- Stated task -
Pull out each line of the data below that contains the word "knitted". Letter case matters.

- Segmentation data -
——————
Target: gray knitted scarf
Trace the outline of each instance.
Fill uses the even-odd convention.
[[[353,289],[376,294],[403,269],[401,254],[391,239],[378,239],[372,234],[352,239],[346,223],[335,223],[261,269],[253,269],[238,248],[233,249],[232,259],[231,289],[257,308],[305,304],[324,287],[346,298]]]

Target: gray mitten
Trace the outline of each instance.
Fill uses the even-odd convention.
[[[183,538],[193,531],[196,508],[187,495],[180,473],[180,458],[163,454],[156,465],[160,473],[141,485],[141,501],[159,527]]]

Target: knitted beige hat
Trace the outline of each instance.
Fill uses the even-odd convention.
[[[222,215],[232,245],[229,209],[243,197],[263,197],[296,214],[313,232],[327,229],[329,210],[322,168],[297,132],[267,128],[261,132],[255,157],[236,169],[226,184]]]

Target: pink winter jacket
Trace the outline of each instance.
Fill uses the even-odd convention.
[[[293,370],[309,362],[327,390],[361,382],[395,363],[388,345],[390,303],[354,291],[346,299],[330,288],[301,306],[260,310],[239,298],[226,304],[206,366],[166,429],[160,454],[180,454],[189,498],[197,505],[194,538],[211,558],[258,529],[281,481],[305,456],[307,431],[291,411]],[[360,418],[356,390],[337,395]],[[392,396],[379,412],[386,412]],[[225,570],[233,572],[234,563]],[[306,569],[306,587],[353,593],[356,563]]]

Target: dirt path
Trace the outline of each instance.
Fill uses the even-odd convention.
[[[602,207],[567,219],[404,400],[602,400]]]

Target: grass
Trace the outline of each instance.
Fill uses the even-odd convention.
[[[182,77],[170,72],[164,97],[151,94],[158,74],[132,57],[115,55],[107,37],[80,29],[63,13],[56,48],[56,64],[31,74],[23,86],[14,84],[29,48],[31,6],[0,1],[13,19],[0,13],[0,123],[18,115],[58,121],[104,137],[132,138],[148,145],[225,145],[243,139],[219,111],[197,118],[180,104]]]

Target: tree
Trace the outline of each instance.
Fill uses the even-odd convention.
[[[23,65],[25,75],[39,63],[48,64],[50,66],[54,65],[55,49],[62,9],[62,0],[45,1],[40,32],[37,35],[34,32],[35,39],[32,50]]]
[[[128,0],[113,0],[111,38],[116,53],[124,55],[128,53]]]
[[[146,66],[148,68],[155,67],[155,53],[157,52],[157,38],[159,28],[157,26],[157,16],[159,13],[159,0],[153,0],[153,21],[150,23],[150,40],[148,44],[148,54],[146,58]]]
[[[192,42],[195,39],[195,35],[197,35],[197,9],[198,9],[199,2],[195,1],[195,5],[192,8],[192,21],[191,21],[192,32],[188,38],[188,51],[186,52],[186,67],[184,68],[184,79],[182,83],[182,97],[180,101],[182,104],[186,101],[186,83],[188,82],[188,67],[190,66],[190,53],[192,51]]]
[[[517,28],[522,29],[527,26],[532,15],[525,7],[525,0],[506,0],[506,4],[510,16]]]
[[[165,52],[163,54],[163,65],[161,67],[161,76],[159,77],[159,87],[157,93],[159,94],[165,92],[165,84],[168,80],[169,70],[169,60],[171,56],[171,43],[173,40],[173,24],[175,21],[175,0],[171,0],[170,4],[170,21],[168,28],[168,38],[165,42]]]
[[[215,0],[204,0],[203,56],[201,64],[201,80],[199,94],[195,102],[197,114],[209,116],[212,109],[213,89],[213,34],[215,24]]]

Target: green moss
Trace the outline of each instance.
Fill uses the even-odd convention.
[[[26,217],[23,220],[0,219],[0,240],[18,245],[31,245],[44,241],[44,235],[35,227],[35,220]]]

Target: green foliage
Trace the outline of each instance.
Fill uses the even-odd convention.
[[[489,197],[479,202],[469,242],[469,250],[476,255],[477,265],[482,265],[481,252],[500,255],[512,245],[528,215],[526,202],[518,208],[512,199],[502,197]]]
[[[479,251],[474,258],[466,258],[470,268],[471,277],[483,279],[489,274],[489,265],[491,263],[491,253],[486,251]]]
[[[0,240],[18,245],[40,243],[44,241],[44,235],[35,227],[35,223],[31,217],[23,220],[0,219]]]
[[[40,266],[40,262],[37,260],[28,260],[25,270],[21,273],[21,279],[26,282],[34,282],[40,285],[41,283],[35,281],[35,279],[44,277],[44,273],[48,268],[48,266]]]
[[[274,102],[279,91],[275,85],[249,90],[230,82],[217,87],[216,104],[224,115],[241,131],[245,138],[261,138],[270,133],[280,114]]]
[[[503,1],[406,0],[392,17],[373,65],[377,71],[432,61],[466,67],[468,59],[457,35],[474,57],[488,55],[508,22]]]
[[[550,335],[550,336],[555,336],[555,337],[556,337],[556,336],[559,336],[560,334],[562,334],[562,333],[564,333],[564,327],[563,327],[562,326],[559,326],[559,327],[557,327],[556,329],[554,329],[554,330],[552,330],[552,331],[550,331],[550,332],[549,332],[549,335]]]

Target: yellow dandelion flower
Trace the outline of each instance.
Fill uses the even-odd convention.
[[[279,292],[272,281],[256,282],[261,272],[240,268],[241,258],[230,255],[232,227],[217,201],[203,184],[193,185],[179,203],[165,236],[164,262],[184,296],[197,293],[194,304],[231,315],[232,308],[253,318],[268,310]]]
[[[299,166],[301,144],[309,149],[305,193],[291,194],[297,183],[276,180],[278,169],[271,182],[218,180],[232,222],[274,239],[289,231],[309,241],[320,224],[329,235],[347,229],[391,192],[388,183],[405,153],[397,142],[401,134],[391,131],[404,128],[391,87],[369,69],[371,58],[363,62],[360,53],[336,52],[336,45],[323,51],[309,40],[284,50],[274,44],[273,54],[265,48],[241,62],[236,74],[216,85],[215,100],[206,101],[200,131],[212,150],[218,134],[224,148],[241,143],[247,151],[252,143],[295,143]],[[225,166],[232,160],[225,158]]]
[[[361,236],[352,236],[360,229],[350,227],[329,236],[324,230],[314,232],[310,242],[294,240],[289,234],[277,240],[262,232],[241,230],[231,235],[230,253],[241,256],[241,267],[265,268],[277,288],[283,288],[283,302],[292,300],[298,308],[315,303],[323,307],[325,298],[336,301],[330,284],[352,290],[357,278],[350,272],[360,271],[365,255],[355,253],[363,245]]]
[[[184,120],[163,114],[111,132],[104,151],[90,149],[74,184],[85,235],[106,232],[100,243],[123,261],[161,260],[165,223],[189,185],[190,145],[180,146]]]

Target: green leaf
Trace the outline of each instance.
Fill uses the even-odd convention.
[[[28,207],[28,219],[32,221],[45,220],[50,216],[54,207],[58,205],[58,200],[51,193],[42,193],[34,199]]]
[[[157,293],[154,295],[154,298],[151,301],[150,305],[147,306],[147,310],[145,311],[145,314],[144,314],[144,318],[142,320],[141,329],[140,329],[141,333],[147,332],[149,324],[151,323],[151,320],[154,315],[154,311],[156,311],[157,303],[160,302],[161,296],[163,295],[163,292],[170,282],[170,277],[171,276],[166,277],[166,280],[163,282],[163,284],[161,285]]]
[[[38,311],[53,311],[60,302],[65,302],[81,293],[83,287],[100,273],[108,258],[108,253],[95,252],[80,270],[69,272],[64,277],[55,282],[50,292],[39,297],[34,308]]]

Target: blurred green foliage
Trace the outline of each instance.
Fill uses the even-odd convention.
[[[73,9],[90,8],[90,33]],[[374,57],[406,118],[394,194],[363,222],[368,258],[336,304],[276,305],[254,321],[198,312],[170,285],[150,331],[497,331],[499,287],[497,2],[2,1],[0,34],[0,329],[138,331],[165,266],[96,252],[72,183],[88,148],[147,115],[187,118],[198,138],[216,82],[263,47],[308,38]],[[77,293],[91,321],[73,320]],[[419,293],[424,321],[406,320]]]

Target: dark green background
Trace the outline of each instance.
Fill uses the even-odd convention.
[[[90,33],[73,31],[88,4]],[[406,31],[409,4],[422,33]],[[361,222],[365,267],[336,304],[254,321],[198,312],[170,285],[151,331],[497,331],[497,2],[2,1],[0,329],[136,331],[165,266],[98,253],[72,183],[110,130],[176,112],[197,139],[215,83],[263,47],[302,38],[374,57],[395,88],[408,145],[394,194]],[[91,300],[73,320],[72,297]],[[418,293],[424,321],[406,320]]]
——————
- Exercise answer -
Target: gray knitted scarf
Target: knitted beige hat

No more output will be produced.